▸ WHAT IS ASKED:
Rewrite the entries as a two-column CSV with the headers "instruction" and "points". Start with the line containing "Locate the bare branch;" and go through the line containing "<point>550,651</point>". Give one row per entry, and put its text and its answer each in a single quoted field with line breaks replaced by spaces.

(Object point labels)

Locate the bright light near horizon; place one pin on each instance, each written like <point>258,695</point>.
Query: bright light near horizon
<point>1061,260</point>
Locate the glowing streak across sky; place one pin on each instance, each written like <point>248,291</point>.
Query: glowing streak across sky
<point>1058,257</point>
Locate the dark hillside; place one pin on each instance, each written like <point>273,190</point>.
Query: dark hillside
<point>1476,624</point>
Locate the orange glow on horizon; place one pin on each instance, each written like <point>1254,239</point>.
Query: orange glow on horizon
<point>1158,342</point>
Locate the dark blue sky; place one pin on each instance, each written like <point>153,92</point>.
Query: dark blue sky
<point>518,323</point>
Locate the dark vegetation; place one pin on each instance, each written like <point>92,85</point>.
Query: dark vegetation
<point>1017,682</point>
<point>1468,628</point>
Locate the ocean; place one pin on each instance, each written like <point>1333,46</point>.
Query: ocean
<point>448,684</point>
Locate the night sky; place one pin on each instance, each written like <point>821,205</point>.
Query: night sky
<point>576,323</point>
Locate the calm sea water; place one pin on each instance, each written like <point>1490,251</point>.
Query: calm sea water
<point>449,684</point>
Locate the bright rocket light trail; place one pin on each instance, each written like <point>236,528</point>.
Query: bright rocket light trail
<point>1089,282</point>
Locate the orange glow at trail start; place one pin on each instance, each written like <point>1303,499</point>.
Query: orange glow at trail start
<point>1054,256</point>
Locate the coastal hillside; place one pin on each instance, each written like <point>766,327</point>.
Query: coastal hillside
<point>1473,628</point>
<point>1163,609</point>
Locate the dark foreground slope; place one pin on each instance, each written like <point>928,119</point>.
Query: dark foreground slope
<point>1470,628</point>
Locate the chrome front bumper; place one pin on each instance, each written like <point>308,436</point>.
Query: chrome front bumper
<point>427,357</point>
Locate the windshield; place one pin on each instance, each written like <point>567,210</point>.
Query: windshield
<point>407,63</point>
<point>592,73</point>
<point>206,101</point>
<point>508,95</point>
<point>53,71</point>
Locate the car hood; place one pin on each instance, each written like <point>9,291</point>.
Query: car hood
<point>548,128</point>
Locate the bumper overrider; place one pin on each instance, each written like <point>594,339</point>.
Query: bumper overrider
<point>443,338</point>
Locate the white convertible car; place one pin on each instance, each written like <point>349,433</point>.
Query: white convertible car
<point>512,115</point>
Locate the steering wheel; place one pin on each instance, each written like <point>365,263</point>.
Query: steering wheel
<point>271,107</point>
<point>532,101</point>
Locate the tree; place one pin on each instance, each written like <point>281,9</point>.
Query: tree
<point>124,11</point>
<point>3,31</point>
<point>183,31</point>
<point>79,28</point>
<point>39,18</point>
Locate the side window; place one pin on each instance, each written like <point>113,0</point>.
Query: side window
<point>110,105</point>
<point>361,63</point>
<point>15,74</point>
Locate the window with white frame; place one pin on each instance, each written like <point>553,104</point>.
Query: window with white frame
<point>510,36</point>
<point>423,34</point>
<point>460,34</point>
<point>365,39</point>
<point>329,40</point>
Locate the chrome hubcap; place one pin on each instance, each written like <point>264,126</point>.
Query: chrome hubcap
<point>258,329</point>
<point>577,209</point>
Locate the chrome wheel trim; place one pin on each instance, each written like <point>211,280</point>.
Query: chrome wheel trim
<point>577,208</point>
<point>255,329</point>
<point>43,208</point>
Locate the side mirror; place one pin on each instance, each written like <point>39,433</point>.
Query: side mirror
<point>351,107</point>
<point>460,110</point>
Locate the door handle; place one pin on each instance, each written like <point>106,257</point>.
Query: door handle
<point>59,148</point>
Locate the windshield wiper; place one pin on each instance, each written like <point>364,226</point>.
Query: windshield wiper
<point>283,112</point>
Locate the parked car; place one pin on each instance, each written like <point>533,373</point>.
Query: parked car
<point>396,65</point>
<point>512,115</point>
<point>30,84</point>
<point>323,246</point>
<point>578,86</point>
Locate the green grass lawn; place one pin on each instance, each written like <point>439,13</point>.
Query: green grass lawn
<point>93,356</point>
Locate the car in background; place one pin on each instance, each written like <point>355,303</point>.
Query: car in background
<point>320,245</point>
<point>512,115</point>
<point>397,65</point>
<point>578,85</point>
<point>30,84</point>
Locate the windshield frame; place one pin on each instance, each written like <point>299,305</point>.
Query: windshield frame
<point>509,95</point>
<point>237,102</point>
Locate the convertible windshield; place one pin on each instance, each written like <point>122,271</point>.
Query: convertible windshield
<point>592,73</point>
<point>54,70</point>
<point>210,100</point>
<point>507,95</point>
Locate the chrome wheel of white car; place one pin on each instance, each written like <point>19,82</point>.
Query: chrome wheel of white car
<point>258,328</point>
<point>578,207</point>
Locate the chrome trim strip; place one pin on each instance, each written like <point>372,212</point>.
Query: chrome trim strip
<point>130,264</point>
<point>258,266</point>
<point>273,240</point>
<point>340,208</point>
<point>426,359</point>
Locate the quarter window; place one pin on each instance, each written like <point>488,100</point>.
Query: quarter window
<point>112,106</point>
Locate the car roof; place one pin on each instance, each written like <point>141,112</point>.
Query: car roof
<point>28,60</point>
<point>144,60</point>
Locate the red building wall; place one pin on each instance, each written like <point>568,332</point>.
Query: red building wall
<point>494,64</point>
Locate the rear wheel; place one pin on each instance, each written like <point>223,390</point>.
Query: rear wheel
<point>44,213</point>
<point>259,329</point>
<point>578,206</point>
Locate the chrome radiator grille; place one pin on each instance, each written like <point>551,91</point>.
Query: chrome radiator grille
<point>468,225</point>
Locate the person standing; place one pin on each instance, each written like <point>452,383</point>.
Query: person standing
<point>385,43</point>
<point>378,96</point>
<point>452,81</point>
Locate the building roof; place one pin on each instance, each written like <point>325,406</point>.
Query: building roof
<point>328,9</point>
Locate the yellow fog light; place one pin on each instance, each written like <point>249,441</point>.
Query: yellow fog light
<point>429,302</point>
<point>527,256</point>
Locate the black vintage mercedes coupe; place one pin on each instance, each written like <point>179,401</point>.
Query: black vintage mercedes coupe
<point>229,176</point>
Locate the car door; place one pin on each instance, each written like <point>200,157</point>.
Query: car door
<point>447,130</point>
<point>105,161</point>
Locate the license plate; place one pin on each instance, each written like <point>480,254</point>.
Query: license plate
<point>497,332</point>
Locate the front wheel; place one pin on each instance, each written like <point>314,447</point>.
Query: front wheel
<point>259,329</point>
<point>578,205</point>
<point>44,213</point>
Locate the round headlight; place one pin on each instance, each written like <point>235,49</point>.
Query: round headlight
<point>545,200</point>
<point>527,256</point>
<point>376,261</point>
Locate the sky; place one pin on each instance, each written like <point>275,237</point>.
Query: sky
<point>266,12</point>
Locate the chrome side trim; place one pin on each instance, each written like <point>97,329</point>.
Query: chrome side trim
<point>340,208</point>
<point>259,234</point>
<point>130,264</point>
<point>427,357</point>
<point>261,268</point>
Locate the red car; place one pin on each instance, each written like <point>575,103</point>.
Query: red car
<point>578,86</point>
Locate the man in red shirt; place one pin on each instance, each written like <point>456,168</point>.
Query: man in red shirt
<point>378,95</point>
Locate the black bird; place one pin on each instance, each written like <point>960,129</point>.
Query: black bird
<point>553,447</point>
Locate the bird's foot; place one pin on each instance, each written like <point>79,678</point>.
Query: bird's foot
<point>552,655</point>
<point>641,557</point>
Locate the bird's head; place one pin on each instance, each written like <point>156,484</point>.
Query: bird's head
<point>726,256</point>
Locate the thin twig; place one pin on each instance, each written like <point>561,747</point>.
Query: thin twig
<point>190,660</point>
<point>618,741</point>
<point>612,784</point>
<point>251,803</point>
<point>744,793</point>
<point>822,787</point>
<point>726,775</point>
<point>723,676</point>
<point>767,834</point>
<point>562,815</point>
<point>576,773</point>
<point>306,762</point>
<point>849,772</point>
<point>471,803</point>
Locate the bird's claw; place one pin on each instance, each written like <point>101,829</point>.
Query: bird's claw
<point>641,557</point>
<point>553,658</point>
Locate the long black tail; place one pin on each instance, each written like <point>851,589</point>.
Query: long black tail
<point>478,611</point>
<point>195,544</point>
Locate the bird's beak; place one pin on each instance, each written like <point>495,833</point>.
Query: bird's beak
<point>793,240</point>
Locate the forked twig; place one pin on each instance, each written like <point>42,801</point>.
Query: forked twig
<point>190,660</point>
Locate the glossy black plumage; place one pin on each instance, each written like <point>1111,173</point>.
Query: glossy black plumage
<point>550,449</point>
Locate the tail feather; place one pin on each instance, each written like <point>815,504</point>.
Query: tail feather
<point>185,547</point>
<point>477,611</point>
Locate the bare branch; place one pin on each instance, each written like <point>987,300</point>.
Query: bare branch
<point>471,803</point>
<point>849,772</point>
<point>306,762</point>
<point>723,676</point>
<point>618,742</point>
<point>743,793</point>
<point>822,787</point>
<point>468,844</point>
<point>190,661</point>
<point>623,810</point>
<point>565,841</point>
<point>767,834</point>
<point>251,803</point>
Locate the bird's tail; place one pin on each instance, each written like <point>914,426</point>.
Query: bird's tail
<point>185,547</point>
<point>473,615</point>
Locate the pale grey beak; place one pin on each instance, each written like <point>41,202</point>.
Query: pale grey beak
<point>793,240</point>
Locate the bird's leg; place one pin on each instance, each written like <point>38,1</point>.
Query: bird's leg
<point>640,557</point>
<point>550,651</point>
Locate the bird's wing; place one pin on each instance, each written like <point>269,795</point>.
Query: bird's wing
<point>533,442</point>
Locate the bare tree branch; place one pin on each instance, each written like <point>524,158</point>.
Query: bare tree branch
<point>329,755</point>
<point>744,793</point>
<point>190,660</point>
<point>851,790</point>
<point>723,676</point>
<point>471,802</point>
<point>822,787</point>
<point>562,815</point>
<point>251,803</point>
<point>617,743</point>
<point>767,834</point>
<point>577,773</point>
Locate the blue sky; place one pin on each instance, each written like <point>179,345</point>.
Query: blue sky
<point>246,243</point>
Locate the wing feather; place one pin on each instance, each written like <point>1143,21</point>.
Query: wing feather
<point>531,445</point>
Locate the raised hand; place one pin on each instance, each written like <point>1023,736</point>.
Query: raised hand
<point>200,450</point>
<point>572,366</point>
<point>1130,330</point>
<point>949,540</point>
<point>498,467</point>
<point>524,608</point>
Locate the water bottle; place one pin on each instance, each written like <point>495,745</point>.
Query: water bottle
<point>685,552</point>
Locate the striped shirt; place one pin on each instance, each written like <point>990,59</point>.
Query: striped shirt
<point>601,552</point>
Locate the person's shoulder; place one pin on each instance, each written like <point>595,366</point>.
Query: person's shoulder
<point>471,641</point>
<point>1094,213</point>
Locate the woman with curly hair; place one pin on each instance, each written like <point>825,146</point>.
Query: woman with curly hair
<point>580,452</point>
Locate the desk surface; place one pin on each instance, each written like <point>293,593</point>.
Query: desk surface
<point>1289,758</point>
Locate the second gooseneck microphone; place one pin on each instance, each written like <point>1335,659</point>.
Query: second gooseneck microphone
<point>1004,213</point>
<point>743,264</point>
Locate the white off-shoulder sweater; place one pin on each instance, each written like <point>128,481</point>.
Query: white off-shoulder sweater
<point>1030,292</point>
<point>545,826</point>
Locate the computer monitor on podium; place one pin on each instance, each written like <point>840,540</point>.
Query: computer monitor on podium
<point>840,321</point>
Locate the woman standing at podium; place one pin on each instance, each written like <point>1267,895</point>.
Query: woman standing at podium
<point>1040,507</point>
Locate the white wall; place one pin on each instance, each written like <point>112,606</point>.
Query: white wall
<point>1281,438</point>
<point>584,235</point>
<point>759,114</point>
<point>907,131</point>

▸ FINISHED EXERCISE:
instruction,points
"Locate the bare branch; place one pin on each instance, each written like <point>987,300</point>. Query: bare branch","<point>471,803</point> <point>849,772</point> <point>306,762</point> <point>723,676</point> <point>618,742</point> <point>743,793</point> <point>822,787</point> <point>468,844</point> <point>190,661</point> <point>623,810</point> <point>565,841</point> <point>767,834</point> <point>251,803</point>"
"Locate the bird's tail; place one pin on each instance, each written like <point>914,426</point>. Query: bird's tail","<point>185,547</point> <point>473,615</point>"
"Locate the pale grey beak; place one pin on each instance, each written like <point>41,202</point>. Query: pale grey beak","<point>793,240</point>"
"Locate the bird's leg; place one pin on each instance, each written like <point>38,1</point>. Query: bird's leg","<point>640,557</point> <point>550,651</point>"